What I Find in My Shoe: How a Shoe Tells a Story
Last Tuesday, I did something strange. I sat cross-legged on the floor of the HoGent atelier, turned my leather ankle boot upside down, and just... stared at it. For twenty minutes. My classmates probably thought I had lost it. But there, in the worn grooves of the sole, in the faint curve where the heel meets the arch, I found an entire universe of decisions. Each one deliberate, each one invisible to anyone who had never bothered to look. That boot had a story to tell. And for the first time, I was truly listening.
The Secret Language of Leather and Thread
We talk about shoes as accessories. As finishing touches. As the thing you grab on your way out the door. But spend a semester studying footwear construction, and you will never see them that way again. I remember the first time our professor passed around a deconstructed Oxford shoe in class. The upper peeled away from the sole, the lining exposed, the insole stripped bare. It looked vulnerable. Almost alive. I could see the ghost of every hand that had shaped it.

===============

→ **Problems to work on**:
(A) Find every line in the records that contains the string "pole", and copy each of those lines. Matching is case-sensitive.
(B) Continue the essay about shoes, picking up after its final sentence.
The essay about shoes has no connection to the records.

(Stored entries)
===============

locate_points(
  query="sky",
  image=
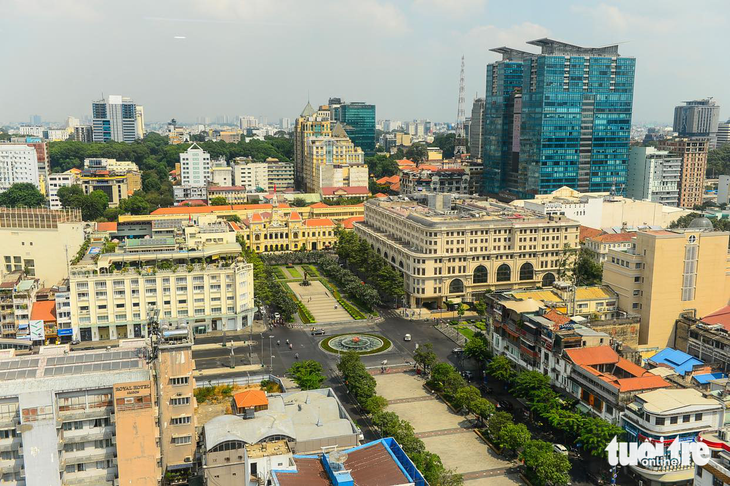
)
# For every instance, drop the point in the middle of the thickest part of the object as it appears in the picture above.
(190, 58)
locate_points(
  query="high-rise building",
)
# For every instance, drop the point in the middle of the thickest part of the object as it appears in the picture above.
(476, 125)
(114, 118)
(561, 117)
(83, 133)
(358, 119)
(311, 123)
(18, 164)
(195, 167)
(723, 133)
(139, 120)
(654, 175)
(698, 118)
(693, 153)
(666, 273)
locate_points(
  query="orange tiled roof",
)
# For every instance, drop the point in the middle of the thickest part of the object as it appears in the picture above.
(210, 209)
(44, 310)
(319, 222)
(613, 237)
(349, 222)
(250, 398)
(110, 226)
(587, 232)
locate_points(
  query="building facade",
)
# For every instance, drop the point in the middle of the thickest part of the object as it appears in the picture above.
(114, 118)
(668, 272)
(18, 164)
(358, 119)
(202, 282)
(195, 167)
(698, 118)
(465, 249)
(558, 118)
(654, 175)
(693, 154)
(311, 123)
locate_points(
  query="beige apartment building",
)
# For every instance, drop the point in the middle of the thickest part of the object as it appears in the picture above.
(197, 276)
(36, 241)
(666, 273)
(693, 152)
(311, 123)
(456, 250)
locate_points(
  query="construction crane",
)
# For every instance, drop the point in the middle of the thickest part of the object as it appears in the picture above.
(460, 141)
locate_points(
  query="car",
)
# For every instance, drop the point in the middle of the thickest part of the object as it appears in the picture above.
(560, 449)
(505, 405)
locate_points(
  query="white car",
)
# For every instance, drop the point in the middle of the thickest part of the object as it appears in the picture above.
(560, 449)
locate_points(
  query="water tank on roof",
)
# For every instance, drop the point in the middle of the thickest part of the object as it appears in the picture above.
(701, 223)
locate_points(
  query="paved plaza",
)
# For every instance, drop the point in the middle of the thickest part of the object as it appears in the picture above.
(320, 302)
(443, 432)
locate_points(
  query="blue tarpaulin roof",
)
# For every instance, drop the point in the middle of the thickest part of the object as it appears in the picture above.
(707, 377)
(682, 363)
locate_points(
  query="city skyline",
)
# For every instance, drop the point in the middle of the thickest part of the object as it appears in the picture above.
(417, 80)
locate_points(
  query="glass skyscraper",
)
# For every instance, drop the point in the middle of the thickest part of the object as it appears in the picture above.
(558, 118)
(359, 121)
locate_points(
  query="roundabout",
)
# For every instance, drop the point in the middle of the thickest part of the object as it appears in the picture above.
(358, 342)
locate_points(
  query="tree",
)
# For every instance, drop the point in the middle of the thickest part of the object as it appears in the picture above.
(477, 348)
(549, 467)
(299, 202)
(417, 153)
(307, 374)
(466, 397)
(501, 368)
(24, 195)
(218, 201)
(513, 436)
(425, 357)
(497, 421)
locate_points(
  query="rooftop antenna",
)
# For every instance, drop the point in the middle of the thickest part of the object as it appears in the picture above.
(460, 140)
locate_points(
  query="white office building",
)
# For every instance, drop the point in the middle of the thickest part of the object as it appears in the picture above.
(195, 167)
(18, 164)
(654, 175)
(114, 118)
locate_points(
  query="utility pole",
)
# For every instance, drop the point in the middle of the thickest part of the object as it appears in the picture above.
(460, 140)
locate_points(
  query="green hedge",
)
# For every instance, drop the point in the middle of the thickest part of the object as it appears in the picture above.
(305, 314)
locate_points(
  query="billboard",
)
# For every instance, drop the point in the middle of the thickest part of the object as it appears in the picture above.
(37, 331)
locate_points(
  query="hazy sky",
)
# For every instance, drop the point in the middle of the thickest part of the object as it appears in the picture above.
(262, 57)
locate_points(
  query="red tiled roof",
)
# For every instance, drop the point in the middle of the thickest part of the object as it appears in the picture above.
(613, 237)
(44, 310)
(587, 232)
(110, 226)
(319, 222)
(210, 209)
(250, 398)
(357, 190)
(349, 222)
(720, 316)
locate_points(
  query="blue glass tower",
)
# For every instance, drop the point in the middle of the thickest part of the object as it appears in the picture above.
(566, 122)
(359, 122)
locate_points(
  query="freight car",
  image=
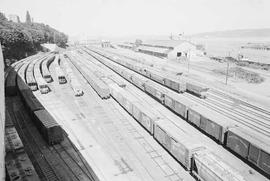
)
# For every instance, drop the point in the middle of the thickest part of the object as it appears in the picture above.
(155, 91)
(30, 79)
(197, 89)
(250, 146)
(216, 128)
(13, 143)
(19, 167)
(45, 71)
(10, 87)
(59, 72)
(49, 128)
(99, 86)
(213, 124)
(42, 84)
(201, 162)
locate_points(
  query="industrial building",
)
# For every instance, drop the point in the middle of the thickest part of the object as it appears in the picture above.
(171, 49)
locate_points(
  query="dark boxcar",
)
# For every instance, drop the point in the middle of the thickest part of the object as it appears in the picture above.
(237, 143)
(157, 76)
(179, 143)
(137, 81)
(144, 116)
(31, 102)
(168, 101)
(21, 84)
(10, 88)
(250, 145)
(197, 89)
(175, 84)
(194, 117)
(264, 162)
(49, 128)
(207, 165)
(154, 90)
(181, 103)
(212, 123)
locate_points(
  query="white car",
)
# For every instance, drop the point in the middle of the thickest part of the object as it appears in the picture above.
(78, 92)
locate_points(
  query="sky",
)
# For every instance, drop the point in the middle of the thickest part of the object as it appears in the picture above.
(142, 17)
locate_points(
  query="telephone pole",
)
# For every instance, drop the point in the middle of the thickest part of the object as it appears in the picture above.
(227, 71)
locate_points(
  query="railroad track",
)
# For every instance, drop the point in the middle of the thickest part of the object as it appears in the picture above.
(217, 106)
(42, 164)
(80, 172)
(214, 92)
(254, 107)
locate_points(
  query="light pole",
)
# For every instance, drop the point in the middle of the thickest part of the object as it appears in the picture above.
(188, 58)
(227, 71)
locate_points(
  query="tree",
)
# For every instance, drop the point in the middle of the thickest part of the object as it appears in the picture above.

===============

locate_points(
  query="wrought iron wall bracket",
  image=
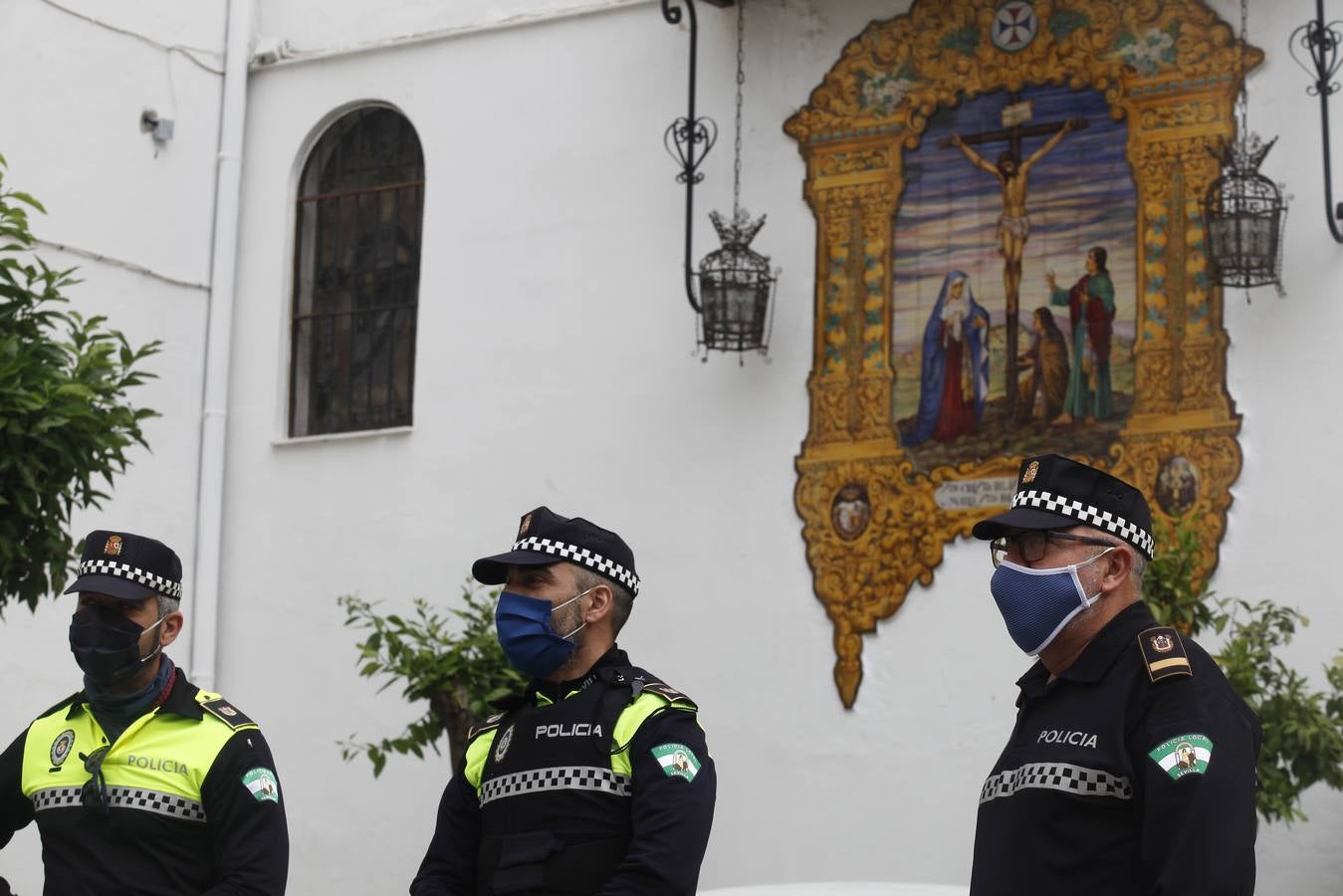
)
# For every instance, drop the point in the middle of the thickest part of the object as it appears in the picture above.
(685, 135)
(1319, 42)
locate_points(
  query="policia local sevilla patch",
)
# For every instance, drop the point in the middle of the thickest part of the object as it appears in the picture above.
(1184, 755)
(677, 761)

===============

→ **Responses**:
(A)
  query="utility pole",
  query="telephone pole",
  query="light pole",

(B)
The leather grain told me where the hide had stretched over the animal's shoulder. The stitching. A tight, even saddle stitch. Whispered of hours bent over a workbench. And the sole? That gentle upward curve at the toe was not decoration. It was biomechanics. It was a craftsperson saying, "I understand how you walk, and I am going to make it better." That moment in class shifted something inside me permanently.
Every stitch, every cut, every curve in a shoe is a sentence in a story most people never read. But the craft speaks anyway.
What the Wear Patterns Whisper
I have started collecting old shoes from flea markets here in Belgium. Not to wear. To study. There is a pair of 1970s platform sandals on my desk right now, and the wear on the left heel tells me their original owner leaned slightly when she stood. The leather has softened in a way that maps her foot exactly. She is gone, but her movement is preserved in the material like a fossil.
This is what I try to bring into my own design work. Not just shape and colour and trend, but the understanding that a shoe will become part of someone's body. It will carry them through rain and cobblestones and first dates and long walks home. When I sketch a new silhouette now, I think about that future wear. I think about the story the shoe will tell after it has been lived in. That, to me, is the real craft. Designing not just for the moment of purchase, but for the lifetime of use.
Sustainable fashion talks a lot about longevity. But longevity is not just about durability. It is about making something so considered, so honestly constructed, that it earns its place in someone's life. A shoe made with care does not just last. It becomes a companion.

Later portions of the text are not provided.